待办任务:
修改从含有“task | place a point on the blue plastic”的那一行起、到含有“x=80, y=370”的那一行为止（含这两行）的内容：把其中的“blue plastic debris”换成“blue plastic scrap”，其余一律不变，写出修改后的这几行。

输入内容:
= = = = =
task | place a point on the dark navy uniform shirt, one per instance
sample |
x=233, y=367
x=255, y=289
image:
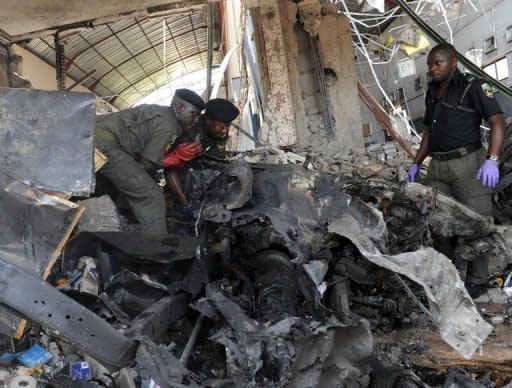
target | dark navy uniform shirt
x=451, y=124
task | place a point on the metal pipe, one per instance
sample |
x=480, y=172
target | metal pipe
x=504, y=89
x=59, y=63
x=211, y=20
x=191, y=341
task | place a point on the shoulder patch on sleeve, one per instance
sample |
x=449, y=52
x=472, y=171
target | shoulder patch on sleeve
x=488, y=90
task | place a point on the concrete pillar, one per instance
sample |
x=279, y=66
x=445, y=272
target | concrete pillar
x=337, y=53
x=279, y=127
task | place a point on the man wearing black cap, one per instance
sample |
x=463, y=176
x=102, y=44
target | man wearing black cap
x=208, y=138
x=134, y=141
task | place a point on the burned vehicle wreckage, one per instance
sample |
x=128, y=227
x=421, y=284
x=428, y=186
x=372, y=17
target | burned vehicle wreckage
x=281, y=278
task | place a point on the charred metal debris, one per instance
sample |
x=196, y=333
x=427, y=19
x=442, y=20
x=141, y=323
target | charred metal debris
x=285, y=275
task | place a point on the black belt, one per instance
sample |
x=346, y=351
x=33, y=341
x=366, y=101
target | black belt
x=456, y=153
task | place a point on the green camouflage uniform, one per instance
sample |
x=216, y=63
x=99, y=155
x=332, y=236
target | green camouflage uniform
x=144, y=130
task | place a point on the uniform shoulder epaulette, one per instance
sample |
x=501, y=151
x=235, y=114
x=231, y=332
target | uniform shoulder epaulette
x=468, y=77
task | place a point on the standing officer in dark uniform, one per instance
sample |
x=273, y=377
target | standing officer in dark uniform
x=456, y=103
x=134, y=141
x=208, y=138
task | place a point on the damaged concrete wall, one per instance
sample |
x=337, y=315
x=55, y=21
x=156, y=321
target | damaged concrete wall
x=4, y=77
x=291, y=90
x=335, y=43
x=279, y=125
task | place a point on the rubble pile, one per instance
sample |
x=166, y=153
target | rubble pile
x=290, y=270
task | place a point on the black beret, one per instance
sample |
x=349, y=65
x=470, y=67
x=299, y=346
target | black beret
x=220, y=109
x=191, y=97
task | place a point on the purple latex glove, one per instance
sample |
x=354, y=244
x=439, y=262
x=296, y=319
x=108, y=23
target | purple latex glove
x=413, y=172
x=489, y=174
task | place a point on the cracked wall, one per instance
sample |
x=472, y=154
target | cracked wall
x=293, y=104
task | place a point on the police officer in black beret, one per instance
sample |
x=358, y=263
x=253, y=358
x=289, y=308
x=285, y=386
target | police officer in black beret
x=208, y=138
x=456, y=103
x=134, y=141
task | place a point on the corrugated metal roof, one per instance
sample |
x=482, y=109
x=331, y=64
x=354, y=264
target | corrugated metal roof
x=128, y=56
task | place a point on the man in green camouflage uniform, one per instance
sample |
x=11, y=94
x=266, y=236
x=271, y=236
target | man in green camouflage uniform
x=134, y=141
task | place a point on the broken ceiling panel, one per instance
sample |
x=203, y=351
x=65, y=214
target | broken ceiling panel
x=20, y=17
x=128, y=59
x=41, y=133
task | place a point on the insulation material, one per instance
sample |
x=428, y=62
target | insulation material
x=46, y=139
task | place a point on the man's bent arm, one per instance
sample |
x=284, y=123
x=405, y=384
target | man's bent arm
x=423, y=150
x=497, y=135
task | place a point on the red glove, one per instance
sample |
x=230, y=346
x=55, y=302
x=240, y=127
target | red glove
x=185, y=152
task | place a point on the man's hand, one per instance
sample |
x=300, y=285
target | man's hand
x=183, y=153
x=489, y=174
x=413, y=172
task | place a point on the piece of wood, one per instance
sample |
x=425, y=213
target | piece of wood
x=53, y=260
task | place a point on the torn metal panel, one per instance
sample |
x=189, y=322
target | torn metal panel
x=47, y=306
x=46, y=139
x=447, y=216
x=158, y=363
x=334, y=353
x=302, y=352
x=155, y=320
x=459, y=322
x=136, y=244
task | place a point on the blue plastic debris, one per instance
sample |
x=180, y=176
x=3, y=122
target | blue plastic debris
x=35, y=355
x=8, y=357
x=80, y=370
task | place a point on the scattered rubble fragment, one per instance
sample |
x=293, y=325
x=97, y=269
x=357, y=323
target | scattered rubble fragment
x=296, y=269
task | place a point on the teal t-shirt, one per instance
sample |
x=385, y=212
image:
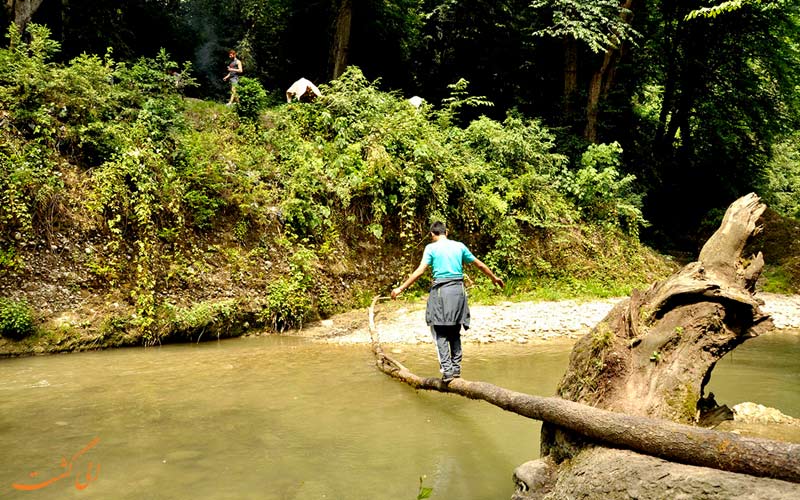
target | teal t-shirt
x=446, y=258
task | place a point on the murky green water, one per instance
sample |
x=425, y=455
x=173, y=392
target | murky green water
x=281, y=418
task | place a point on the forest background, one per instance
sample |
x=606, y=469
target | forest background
x=581, y=148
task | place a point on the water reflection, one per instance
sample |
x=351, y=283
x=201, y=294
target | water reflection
x=280, y=418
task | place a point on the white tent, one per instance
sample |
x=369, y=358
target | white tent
x=302, y=89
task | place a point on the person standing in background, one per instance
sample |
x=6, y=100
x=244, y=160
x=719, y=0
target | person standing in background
x=234, y=70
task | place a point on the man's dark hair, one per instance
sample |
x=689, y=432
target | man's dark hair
x=438, y=228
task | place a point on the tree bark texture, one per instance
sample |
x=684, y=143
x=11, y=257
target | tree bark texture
x=570, y=73
x=341, y=38
x=634, y=381
x=21, y=11
x=601, y=80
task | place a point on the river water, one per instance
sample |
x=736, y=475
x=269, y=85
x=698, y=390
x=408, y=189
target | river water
x=284, y=418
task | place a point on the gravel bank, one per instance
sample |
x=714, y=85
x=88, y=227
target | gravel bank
x=515, y=322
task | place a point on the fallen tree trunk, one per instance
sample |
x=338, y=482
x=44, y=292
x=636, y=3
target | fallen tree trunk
x=661, y=438
x=635, y=380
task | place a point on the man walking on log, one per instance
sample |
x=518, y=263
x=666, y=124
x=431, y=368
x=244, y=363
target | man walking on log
x=447, y=308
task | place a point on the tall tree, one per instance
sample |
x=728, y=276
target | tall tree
x=604, y=28
x=21, y=11
x=340, y=47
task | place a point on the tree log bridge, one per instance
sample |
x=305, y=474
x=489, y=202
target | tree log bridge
x=660, y=438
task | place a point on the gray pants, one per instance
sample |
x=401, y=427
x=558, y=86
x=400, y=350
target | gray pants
x=448, y=347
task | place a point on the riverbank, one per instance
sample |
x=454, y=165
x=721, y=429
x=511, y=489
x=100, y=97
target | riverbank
x=403, y=322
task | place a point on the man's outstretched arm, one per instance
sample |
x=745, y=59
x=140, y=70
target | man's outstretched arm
x=488, y=272
x=411, y=279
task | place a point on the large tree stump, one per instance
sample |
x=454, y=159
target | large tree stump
x=654, y=353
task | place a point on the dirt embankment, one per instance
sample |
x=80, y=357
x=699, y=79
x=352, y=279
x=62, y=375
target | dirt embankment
x=518, y=322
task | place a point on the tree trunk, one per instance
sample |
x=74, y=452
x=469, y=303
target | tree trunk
x=634, y=381
x=602, y=78
x=341, y=38
x=570, y=73
x=21, y=11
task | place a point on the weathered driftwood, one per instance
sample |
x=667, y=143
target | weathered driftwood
x=635, y=380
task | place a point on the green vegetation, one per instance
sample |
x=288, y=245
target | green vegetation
x=182, y=214
x=16, y=319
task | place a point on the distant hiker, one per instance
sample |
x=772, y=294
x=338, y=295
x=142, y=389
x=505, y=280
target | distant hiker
x=447, y=308
x=234, y=70
x=302, y=90
x=416, y=101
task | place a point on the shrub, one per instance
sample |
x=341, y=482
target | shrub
x=252, y=98
x=16, y=319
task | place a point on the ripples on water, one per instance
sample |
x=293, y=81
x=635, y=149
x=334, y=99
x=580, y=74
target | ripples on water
x=281, y=418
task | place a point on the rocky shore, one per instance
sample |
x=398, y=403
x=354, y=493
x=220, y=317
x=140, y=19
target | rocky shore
x=515, y=322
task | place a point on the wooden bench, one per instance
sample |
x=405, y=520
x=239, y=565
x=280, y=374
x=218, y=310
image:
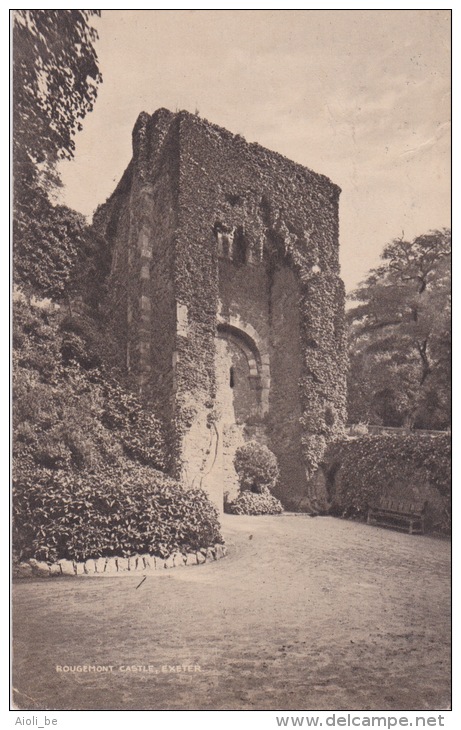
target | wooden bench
x=399, y=514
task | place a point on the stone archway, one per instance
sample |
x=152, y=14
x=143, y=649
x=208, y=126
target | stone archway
x=242, y=400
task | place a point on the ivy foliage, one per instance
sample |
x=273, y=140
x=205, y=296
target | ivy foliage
x=258, y=472
x=87, y=456
x=254, y=503
x=323, y=381
x=256, y=467
x=404, y=466
x=400, y=337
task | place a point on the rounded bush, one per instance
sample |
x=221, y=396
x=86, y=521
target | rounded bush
x=256, y=467
x=250, y=503
x=60, y=515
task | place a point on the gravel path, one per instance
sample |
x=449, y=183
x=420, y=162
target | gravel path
x=303, y=614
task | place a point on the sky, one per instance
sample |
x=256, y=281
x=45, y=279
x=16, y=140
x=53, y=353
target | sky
x=362, y=96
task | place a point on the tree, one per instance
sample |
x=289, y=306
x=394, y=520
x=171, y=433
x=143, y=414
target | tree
x=55, y=83
x=399, y=336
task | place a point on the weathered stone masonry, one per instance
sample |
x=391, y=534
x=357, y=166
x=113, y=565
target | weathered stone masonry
x=226, y=300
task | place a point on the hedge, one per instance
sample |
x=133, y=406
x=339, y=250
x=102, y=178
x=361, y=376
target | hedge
x=251, y=503
x=118, y=512
x=413, y=465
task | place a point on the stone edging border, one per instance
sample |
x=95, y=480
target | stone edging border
x=116, y=566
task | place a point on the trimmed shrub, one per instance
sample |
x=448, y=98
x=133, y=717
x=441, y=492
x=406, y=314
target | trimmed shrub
x=256, y=467
x=408, y=466
x=251, y=503
x=116, y=512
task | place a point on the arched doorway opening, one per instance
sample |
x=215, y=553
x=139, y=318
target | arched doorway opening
x=242, y=375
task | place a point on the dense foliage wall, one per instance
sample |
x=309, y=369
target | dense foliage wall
x=413, y=466
x=88, y=458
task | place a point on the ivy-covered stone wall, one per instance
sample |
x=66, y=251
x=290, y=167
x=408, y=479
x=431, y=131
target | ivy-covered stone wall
x=209, y=231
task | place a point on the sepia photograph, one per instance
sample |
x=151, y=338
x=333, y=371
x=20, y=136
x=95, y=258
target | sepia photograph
x=231, y=364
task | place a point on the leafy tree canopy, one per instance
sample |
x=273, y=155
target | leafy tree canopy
x=399, y=336
x=55, y=83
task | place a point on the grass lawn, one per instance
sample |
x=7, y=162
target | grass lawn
x=303, y=614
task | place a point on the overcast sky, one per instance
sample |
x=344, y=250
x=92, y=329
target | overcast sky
x=360, y=96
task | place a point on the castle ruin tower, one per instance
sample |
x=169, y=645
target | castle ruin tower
x=225, y=298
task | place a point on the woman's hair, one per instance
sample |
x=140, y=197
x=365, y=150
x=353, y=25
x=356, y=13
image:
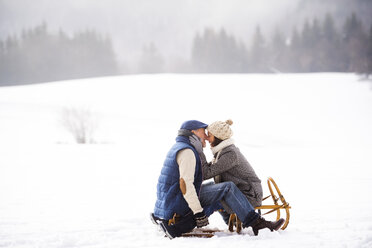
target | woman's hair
x=216, y=141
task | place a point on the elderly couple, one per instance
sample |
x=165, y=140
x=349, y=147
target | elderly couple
x=181, y=194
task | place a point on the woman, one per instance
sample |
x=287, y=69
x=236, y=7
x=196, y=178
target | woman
x=229, y=164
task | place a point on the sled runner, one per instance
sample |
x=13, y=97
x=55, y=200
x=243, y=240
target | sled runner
x=279, y=204
x=234, y=223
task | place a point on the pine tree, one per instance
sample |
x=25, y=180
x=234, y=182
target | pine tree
x=258, y=54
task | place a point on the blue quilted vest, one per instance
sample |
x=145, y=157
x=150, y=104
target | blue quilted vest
x=169, y=196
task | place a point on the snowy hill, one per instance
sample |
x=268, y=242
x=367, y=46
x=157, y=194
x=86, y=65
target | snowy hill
x=311, y=132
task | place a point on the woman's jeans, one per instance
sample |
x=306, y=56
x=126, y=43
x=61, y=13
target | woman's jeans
x=211, y=194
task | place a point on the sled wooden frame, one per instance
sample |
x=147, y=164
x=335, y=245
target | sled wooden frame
x=272, y=208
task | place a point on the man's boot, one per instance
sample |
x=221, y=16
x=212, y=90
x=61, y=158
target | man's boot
x=261, y=223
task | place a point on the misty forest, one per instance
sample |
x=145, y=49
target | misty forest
x=319, y=45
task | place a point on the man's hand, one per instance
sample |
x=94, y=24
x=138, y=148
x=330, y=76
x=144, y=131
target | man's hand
x=201, y=219
x=195, y=141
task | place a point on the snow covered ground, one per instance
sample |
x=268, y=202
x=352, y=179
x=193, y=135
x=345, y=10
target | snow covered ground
x=311, y=132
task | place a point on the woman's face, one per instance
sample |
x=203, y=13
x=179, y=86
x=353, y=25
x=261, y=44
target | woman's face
x=210, y=138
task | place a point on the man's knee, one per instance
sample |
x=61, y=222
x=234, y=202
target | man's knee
x=229, y=185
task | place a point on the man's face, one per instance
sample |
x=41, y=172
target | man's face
x=210, y=138
x=201, y=134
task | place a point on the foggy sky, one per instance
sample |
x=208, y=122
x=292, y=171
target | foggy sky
x=169, y=24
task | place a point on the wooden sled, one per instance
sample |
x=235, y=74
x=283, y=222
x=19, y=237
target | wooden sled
x=279, y=204
x=201, y=233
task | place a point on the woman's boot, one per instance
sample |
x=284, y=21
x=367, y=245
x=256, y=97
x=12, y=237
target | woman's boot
x=261, y=223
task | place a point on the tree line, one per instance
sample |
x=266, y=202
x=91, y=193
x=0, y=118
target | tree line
x=37, y=55
x=318, y=47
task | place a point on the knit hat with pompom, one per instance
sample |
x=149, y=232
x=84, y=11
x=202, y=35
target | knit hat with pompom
x=221, y=129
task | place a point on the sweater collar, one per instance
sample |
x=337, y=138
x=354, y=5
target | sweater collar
x=223, y=144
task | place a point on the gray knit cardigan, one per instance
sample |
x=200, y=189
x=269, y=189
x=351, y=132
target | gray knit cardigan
x=233, y=166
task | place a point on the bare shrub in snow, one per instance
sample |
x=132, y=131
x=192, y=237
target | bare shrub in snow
x=81, y=123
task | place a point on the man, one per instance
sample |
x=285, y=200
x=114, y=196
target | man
x=180, y=181
x=181, y=195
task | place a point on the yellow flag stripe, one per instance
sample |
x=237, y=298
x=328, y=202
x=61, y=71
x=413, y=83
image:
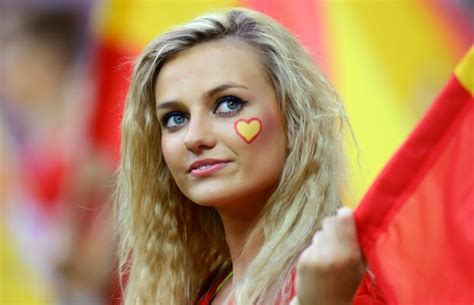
= = = = =
书面回答:
task | place a point on the blue plastic scrap, one per instance
sample |
x=180, y=176
x=3, y=122
target | blue plastic scrap
x=35, y=355
x=8, y=357
x=80, y=370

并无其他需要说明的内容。